(Saved entries)
= = =

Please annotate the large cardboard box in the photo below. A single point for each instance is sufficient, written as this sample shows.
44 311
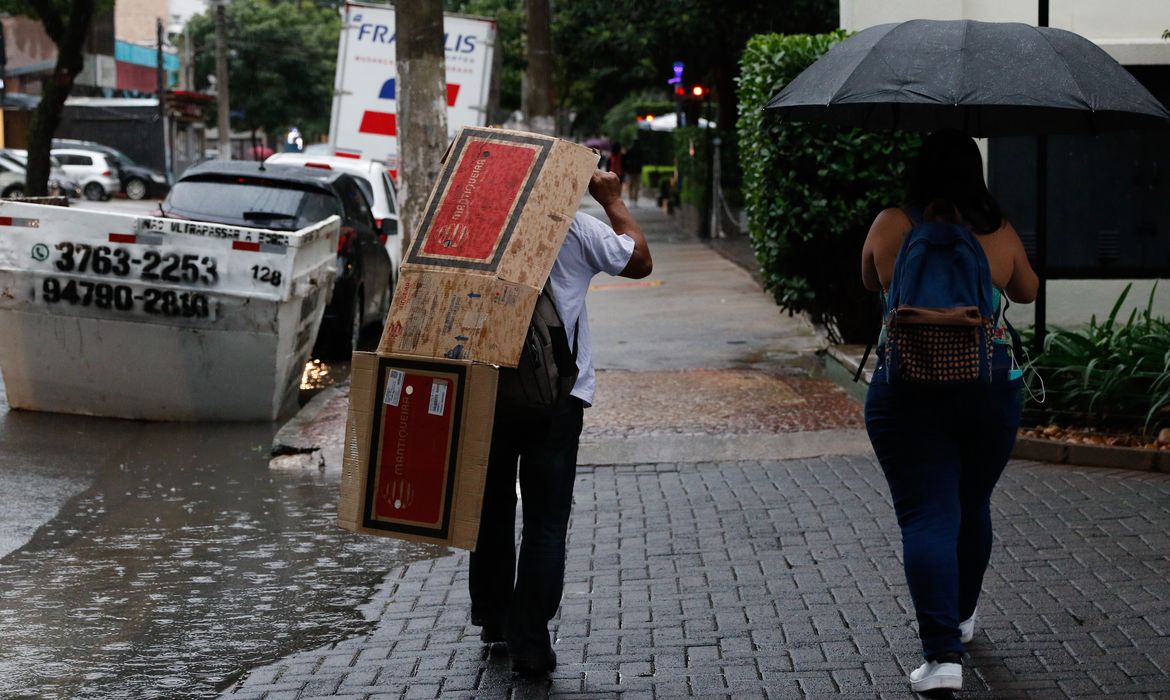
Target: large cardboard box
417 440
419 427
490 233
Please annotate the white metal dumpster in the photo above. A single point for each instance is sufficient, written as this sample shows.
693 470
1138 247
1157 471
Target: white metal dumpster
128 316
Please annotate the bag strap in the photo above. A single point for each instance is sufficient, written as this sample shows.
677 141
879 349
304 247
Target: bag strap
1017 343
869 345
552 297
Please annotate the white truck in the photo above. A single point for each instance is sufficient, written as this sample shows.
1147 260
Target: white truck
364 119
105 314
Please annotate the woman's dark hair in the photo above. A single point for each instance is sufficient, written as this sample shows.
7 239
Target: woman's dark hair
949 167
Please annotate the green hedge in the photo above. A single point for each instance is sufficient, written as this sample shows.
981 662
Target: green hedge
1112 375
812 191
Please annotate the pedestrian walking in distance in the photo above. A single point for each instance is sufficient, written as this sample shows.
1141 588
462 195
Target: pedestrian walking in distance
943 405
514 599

= = =

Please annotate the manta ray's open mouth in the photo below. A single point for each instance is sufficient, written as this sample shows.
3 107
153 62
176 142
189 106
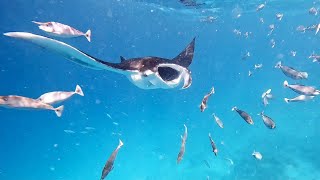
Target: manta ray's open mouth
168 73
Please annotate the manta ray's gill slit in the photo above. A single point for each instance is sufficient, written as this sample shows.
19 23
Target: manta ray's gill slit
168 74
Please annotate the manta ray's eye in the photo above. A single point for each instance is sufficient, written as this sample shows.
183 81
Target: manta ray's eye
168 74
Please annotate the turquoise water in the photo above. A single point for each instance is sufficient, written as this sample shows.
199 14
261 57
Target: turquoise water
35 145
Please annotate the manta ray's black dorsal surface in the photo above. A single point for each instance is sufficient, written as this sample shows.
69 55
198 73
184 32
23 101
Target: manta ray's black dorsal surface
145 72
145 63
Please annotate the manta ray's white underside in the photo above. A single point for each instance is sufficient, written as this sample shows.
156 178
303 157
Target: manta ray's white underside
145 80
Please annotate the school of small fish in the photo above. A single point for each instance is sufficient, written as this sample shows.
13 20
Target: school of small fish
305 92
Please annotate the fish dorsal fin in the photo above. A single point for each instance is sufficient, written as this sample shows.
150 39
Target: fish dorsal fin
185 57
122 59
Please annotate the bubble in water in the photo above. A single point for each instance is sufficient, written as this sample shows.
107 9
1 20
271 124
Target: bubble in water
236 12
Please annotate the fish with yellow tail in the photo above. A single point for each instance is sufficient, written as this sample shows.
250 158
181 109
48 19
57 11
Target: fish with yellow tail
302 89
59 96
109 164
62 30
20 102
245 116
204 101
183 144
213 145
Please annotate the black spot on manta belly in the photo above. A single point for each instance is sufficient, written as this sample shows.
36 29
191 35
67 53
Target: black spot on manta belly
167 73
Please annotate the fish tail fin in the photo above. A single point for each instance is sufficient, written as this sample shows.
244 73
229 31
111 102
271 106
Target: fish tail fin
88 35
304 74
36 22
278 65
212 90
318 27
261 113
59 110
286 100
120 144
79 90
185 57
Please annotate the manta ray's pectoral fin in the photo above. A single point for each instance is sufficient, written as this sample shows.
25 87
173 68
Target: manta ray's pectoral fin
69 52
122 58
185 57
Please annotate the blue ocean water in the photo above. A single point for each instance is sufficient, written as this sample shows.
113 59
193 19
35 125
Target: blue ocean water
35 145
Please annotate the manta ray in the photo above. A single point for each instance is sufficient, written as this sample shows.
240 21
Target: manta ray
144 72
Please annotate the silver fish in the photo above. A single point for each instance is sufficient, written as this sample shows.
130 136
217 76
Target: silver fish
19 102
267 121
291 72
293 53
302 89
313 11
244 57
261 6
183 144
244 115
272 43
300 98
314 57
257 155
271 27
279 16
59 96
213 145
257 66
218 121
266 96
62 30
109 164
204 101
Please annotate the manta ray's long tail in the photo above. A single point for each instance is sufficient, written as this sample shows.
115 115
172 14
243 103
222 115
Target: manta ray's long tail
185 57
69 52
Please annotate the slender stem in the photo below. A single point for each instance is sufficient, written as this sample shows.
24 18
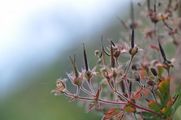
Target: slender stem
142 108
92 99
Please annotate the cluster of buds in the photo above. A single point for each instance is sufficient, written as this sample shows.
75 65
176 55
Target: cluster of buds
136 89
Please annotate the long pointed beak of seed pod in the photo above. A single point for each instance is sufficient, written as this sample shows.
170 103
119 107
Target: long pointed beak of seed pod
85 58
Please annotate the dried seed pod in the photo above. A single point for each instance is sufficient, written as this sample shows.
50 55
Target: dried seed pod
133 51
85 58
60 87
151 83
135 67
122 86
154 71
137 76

= = =

• [YOUR ASSIGNMENT]: Find the word "below" in the records. Copy every line it appears in.

• [TASK RESPONSE]:
Please annotate the large cardboard box in the photo below. A single point for each instance is sufficient, written as this sample shows.
Please annotate the manta ray's open mouth in the photo below. A single point for each instance is sufficient, written as this sample shows.
Please annotate the slender stem in the photo below. A single point for each instance is sufficient, written as this sample shows.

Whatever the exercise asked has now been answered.